— Passage to read —
Archive for June, 2010

Insurance Reimbursement Appeal Letter Sample

June 30, 2010

This letter is my formal appeal of the rejection of Claim Number _____ for Lactation Consultation Services provided to my son, (Name) on (Date) for the amount of _____.

Summary of Events: Child was born on (Date). He was discharged from the hospital on (Date) (Detail here whatever complications you had with feeding/jaundice/dehydration/re-admittance to hospital, etc) On (Date) we met with our pediatrician, (Name) and expressed concerns about breastfeeding. Dr. _______ noted that baby was struggling to thrive and referred us to Lactation Consultant, Renee Beebe, M.Ed., IBCLC. Renee provided her services on (Date). Following the consultation, I submitted all required paperwork to (name of insurance company) for reimbursement. On (Date), I received an Explanation of Benefits (referenced above), noting the claim was denied.

Call to Customer Support: On April 23rd, I called the Insurance Company customer service line with questions regarding the Explanation of Benefits dated (Date). The CSR stated that Lactation Consultations are covered by our plan under two scenarios; (a) when under hospitalization following birth or (b) if the infant is “Struggling to Thrive” and that (baby’s name) had not met either of these criteria. Additionally, the CSR also explained that even if he was eligible for the benefit, the Lactation Consultant we used is not an “In Network” provided. I informed the CSR that it is not possible to identify an “In Network” Lactation Consultant using the Insurance Company online search tool. She reviewed the tool and confirmed.

— Prompt —
According to the sample insurance appeal letter, under which two scenarios did the customer service representative say lactation consultations are covered by the plan?

— Data listing —

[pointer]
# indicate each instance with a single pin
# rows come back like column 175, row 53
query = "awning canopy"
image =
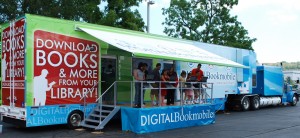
column 149, row 47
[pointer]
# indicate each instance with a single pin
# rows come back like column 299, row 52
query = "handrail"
column 105, row 91
column 181, row 86
column 90, row 90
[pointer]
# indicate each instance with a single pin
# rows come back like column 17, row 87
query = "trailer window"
column 254, row 80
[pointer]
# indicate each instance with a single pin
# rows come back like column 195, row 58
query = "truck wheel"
column 255, row 103
column 245, row 104
column 74, row 119
column 294, row 102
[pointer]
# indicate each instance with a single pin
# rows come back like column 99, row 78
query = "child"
column 182, row 82
column 189, row 92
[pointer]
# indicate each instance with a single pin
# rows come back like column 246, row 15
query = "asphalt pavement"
column 275, row 122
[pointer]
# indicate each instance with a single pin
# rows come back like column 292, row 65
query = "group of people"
column 167, row 75
column 162, row 81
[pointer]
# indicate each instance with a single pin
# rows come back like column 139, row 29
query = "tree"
column 117, row 13
column 206, row 21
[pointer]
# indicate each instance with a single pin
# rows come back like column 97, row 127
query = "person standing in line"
column 198, row 73
column 138, row 75
column 182, row 80
column 189, row 92
column 164, row 78
column 171, row 92
column 156, row 77
column 145, row 65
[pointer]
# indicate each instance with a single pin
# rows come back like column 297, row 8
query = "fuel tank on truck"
column 269, row 81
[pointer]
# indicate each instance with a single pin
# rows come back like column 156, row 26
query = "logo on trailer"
column 190, row 64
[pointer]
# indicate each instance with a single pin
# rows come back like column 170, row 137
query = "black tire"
column 74, row 119
column 245, row 104
column 254, row 103
column 294, row 101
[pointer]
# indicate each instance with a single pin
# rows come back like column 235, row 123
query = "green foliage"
column 116, row 13
column 286, row 65
column 206, row 21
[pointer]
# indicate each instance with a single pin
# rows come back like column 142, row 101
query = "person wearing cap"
column 198, row 73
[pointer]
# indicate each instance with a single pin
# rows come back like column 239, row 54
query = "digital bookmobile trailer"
column 51, row 70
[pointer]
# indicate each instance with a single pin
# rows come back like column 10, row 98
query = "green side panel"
column 63, row 27
column 143, row 55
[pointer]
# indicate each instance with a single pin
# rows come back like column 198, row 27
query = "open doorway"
column 108, row 77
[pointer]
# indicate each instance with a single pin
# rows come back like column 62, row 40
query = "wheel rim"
column 294, row 100
column 75, row 119
column 246, row 104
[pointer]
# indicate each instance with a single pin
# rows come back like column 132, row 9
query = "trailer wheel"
column 74, row 119
column 245, row 104
column 255, row 103
column 294, row 102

— Response to this exercise —
When under hospitalization following birth, or if the infant is "Struggling to Thrive."